Simple measures including vaccines and regular health check-ups can prevent infection-related cancers, which are among the most commonly occurring cancers in the country, say medical professionals.
Infection-related cancers were responsible for 37% of cancer deaths among women and 19 % of cancer deaths among men in 2010, according to a ten-year study on cancer mortality in India published in The Lancet.
The study, published on Wednesday, was conducted by Centre for Global Health Research and Tata Memorial Hospital (TMH) among others.
In rural areas of the country, 55,200 people died of infection-related cancers, in the urban areas the figure stood at 17,200. Infection-related cancers are of the stomach, cervix and liver.
“Hepatitis B and C results in inflammation of the liver, which in turn causes injury. This injury can result in cell mutation and liver cancer,” said Dr Tejinder Singh, consultant oncologist at Fortis Hospital, Mulund. “This can be prevented by taking the Hepatitis B vaccine every five years,”. In 2010, 14,000 people died of liver cancer.
Stomach cancer is associated with unhygienic conditions. “Many Indians have the H pylori bacteria in their bodies. Some develop cancers, while others develop lymphnodes in the stomach. This, if detected early, is can be cured easily,” said Singh.
In 2010, 12.6% of the cancer deaths among men and 14.1 % of the deaths among women were due to stomach cancer, the study states. Stomach cancer is the second-most fatal cancer among both men and women.
Cervical cancer, on the other hand, can be prevented by a regular visual examination of the cervix by health workers.

**Work instruction**
Can you transcribe the article on infection-related cancers word for word, starting at "In rural areas" and ending at "cervix and liver."? The listing has no connection to the article on infection-related cancers.

**Information**

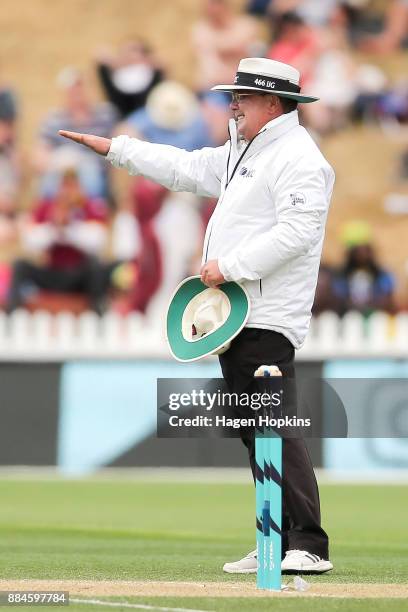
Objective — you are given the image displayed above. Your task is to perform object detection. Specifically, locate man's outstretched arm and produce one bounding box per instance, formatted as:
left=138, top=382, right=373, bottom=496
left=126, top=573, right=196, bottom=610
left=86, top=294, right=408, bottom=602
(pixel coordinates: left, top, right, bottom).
left=58, top=130, right=112, bottom=155
left=59, top=130, right=229, bottom=197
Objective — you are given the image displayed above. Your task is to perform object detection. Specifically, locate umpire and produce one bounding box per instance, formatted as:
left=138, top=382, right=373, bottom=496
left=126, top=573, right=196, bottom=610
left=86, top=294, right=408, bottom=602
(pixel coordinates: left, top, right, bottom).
left=60, top=58, right=334, bottom=574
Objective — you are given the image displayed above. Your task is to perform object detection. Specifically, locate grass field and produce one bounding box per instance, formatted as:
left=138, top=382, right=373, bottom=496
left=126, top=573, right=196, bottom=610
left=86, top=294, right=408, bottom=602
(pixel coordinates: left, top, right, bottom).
left=0, top=479, right=408, bottom=612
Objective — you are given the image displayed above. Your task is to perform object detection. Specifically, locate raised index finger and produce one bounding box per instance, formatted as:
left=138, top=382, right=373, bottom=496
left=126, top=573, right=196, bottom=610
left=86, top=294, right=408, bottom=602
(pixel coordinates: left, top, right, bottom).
left=58, top=130, right=84, bottom=144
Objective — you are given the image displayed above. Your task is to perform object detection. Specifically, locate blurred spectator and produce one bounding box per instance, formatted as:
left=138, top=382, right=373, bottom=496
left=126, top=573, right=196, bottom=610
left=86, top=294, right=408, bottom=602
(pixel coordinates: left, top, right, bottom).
left=34, top=67, right=117, bottom=198
left=0, top=86, right=22, bottom=306
left=312, top=263, right=342, bottom=315
left=113, top=81, right=204, bottom=311
left=111, top=177, right=167, bottom=314
left=192, top=0, right=257, bottom=92
left=8, top=170, right=107, bottom=312
left=0, top=88, right=21, bottom=245
left=302, top=6, right=360, bottom=134
left=246, top=0, right=271, bottom=17
left=334, top=222, right=395, bottom=315
left=97, top=40, right=164, bottom=118
left=360, top=0, right=408, bottom=53
left=268, top=0, right=341, bottom=27
left=123, top=81, right=215, bottom=151
left=266, top=13, right=320, bottom=87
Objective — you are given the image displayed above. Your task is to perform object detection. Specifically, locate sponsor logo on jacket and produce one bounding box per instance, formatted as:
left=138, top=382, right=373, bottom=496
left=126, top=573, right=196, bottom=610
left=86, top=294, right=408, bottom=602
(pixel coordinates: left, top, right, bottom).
left=239, top=166, right=255, bottom=178
left=290, top=191, right=306, bottom=206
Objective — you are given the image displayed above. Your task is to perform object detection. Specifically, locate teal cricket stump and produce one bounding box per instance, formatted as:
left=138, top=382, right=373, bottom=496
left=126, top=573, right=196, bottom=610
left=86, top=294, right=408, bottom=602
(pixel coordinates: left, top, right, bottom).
left=254, top=366, right=282, bottom=591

**Task result**
In rural areas of the country, 55,200 people died of infection-related cancers, in the urban areas the figure stood at 17,200. Infection-related cancers are of the stomach, cervix and liver.